What are the benefits of practicing yoga during cancer care?

Yoga unites mind, body and spirit, and that’s why it is so beneficial for people who have a cancer diagnosis: It addresses the whole person. Studies of people with cancer have found that it improves overall health, quality of life and physical functioning and reduces psychosocial distress, musculoskeletal symptoms, nausea, anxiety, depression, sleep disturbance, fatigue and cognitive issues associated with treatment. National guidelines recommend yoga during and after cancer treatment.

At what stage is it beneficial?

Yoga has applications at each stage of care, including diagnosis, treatment, posttreatment and survivorship, chronic cancer, recurrence or metastasis and end of life. There’s also a new area called pre-habilitation in which yoga has great utility. It’s the period after diagnosis when we are helping our patients prepare physically and emotionally for their treatment.

How does yoga help people with physical issues?

Given entries —

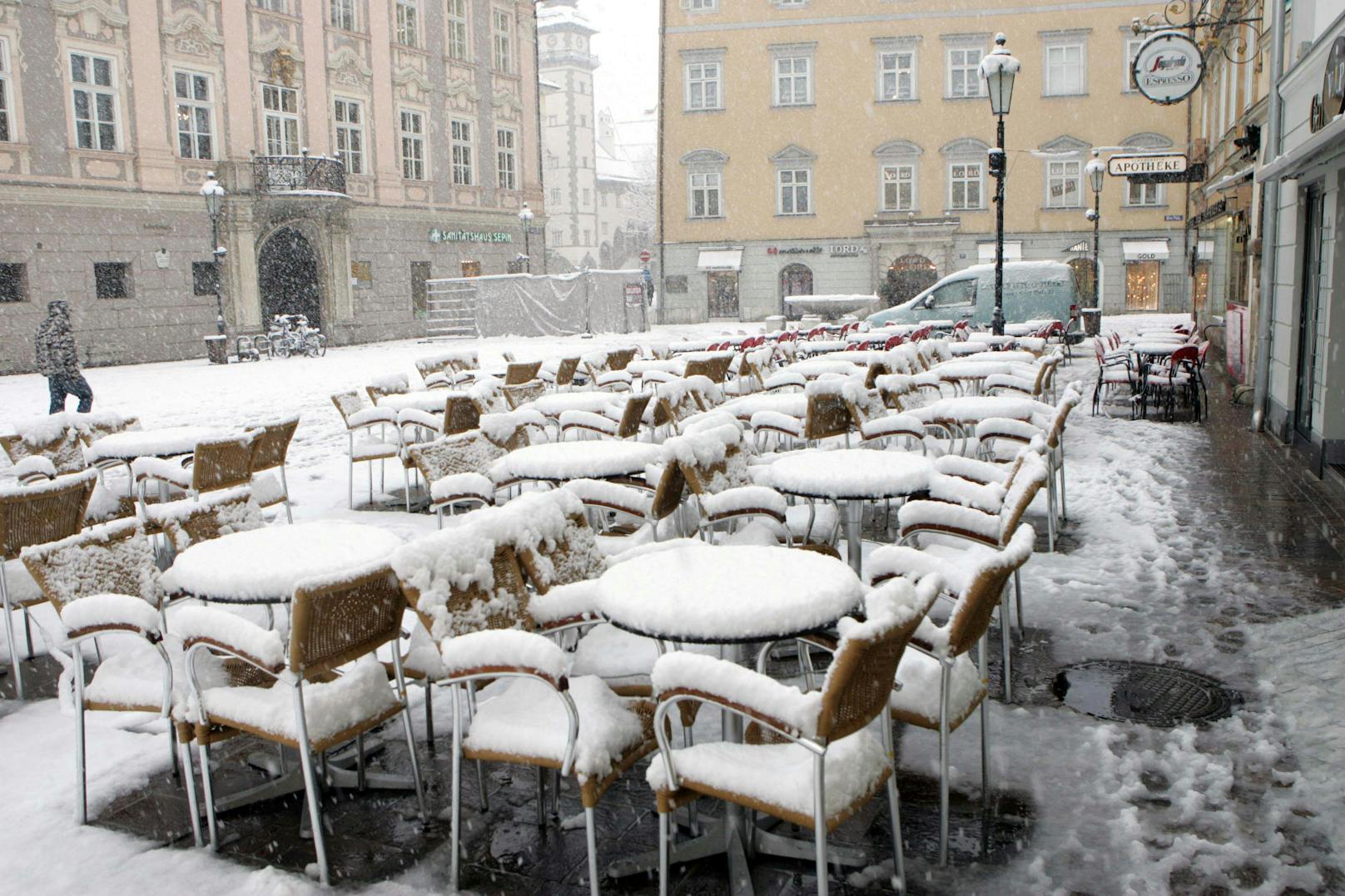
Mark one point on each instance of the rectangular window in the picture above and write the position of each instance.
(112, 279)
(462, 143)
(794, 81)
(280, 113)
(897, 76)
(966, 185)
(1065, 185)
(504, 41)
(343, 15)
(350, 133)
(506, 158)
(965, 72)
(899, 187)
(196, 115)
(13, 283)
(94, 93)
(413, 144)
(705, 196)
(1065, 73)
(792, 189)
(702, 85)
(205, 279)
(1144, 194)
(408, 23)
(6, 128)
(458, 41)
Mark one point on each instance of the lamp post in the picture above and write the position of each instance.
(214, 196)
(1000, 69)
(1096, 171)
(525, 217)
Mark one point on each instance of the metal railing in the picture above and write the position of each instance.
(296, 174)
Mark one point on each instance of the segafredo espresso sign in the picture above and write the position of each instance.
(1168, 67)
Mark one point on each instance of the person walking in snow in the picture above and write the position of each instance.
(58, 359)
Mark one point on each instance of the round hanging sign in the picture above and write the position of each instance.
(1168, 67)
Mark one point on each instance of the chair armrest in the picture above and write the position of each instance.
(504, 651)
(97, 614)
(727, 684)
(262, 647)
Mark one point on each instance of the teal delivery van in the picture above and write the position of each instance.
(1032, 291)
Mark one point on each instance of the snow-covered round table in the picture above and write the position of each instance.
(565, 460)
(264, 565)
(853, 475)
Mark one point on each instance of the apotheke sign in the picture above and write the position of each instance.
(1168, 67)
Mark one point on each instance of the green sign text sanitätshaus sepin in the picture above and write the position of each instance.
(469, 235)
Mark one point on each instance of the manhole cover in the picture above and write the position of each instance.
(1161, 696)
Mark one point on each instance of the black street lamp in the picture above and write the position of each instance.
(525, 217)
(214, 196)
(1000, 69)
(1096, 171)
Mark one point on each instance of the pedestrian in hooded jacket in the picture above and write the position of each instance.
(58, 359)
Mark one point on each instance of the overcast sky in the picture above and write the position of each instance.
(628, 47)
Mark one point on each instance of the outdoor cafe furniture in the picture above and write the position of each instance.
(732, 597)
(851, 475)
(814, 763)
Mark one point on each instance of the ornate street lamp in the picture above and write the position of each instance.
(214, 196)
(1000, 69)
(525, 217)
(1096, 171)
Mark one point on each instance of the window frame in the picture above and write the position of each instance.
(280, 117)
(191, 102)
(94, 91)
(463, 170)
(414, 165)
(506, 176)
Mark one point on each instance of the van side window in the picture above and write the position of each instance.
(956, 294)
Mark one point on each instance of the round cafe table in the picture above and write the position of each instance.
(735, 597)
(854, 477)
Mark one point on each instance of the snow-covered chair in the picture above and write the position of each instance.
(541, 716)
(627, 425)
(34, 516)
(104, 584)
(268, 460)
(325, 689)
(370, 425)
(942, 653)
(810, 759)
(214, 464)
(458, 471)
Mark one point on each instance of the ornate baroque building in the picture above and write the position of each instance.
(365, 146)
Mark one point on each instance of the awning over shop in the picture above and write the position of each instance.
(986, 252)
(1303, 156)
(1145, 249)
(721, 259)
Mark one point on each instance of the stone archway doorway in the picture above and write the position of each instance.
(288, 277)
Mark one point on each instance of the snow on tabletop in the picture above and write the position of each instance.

Questions on the material —
**1.** Can you rewrite the passage on yoga in cancer care, starting with "Yoga unites mind, body" and going on through "is it beneficial?", with "fatigue" replaced by "tiredness"?
**2.** According to the passage on yoga in cancer care, what do national guidelines recommend?
**3.** Which stages of care are named in the sentence of the passage on yoga in cancer care that begins "Yoga has applications at each stage of care"?
The material has no connection to the passage on yoga in cancer care.

Set of answers —
**1.**
Yoga unites mind, body and spirit, and that’s why it is so beneficial for people who have a cancer diagnosis: It addresses the whole person. Studies of people with cancer have found that it improves overall health, quality of life and physical functioning and reduces psychosocial distress, musculoskeletal symptoms, nausea, anxiety, depression, sleep disturbance, tiredness and cognitive issues associated with treatment. National guidelines recommend yoga during and after cancer treatment.

At what stage is it beneficial?

**2.** Yoga during and after cancer treatment.

**3.**
- Diagnosis
- Treatment
- Posttreatment and survivorship
- Chronic cancer
- Recurrence or metastasis
- End of life